Input material:
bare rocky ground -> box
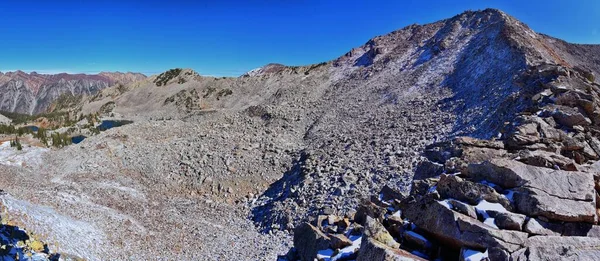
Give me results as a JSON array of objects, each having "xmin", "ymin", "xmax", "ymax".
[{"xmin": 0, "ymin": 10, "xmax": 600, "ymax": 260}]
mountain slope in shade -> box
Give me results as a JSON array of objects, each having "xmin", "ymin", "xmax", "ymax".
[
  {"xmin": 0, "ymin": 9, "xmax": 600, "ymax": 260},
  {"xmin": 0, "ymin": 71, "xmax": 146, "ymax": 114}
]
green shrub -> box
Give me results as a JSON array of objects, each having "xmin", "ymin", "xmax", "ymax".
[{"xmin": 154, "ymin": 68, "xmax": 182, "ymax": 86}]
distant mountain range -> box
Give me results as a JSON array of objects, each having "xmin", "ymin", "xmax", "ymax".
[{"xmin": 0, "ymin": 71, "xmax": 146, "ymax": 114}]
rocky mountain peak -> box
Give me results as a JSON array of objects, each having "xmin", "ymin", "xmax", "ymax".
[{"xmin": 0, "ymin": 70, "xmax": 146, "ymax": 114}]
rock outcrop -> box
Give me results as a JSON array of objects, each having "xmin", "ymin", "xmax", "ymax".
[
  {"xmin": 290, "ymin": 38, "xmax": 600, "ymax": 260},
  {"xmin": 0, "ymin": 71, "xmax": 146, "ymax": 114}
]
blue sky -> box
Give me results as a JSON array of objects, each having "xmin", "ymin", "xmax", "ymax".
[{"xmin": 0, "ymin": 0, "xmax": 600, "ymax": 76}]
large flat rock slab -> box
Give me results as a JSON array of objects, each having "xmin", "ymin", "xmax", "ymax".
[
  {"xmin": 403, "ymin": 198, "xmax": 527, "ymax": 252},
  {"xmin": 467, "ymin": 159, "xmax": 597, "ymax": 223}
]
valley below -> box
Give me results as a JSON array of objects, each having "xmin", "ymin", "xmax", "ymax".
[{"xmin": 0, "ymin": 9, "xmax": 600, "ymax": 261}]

...

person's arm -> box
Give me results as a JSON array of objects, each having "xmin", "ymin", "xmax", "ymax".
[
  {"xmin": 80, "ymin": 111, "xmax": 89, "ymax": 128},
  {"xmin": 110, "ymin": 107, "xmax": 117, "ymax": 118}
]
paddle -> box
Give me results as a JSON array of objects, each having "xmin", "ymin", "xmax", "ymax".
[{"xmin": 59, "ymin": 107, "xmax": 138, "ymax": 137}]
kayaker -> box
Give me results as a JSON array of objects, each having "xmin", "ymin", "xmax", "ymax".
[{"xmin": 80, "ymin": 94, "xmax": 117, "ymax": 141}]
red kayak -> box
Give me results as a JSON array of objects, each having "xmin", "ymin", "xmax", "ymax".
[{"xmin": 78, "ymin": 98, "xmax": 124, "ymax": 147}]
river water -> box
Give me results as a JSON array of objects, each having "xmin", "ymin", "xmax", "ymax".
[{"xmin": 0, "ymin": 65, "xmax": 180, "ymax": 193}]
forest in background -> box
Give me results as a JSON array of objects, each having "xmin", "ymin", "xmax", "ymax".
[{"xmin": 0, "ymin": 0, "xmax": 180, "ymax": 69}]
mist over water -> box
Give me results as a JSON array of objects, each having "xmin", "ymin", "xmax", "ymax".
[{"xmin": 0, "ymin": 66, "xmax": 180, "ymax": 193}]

Problem requirements: Return every line of the listing above that contains the word "rocky".

Result of the task:
bare rocky ground -> box
rocky mountain peak -> box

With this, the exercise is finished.